-- Begin Document excerpt --

I was intrigued by the idea of a ya fiction that involved the topic of teenage pregnancy and abortion. It took some guts to tackle those topics, especially since there are not alot of YA books out there that do. ⁠⠀

What I didn’t like:

All of the characters felt flat. There was no development on Veronica in the beginning of the story, so it was hard to connect with her or understand the reasoning behind her decisions. After the initial discovery of her boyfriends betrayal, his character seemed pointless. I now realize that the purpose of his character was to shed light on reproductive coercion (which was a completely new concept for me and is really important for women to know about), but the way he was portrayed made it hard to take his character seriously.

Final Thoughts:

I’m not quite sure if I would recommend this book in general. It’s a fast read, so maybe you are willing to give it a shot. Looking at Goodreads, readers either loved it or hated it.

-- End Document excerpt --

Goal: Continue the book review from its last sentence.

-- Begin Items --

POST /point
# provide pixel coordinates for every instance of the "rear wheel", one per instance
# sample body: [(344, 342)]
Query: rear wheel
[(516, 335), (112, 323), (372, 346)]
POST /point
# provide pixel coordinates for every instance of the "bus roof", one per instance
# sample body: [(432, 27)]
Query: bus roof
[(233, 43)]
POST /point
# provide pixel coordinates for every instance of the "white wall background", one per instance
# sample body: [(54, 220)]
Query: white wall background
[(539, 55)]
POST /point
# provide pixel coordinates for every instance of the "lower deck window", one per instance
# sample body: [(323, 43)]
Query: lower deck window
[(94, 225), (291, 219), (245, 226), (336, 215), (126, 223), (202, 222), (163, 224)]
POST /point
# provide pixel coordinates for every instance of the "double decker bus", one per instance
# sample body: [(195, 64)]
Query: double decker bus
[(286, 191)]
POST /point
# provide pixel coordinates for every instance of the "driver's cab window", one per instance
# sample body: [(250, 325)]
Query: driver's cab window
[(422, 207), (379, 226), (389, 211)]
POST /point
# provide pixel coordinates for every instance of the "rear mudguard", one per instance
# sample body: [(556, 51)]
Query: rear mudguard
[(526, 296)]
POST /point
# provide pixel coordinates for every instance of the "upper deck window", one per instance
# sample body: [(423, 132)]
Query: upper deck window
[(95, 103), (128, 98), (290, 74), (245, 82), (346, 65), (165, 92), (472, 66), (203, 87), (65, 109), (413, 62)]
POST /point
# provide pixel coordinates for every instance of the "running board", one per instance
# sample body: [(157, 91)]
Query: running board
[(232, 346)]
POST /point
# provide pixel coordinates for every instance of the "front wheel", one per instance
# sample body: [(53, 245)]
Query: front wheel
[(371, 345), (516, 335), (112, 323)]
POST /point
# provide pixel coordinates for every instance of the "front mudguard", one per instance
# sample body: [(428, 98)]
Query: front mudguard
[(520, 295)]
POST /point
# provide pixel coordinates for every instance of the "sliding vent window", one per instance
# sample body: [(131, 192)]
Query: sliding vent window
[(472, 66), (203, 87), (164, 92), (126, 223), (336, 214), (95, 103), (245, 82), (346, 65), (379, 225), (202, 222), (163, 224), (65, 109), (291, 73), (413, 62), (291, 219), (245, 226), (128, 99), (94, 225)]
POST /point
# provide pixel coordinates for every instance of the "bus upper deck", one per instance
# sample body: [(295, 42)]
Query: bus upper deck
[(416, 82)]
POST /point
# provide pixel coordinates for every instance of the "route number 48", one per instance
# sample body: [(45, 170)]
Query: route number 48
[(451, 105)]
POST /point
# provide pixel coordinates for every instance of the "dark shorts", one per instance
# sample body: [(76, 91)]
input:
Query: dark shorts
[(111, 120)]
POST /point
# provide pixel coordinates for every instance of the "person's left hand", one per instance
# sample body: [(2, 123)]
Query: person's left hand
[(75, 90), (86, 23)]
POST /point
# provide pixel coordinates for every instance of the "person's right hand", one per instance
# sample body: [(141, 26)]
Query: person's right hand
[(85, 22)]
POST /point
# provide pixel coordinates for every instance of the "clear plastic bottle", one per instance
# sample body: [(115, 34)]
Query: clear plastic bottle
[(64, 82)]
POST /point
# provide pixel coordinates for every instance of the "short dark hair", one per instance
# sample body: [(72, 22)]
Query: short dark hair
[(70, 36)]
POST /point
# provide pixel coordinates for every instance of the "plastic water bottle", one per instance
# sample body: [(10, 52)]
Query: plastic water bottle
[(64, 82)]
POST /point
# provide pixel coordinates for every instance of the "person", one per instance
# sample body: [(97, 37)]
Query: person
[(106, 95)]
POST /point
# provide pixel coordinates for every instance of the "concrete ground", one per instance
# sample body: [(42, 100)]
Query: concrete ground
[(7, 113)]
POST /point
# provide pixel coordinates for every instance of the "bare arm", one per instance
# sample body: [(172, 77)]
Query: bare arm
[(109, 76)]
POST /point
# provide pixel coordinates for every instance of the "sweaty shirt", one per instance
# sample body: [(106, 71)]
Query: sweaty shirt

-- End Items --

Response to this exercise:
The title is misleading because the pregnancy and the actual abortion part play such a small part in the story. I wish this book had taken advantage of the opportunity to help teen readers explore how teen pregnancy is life changing, how to deal with family involvement, and planning for the future based on their decision.

Refinery 29 did an interview with the authors and it definitely made me consider the author’s viewpoints on the book. If anything, this book could be a springboard for discussing things like access to legal abortions and reproductive coercion.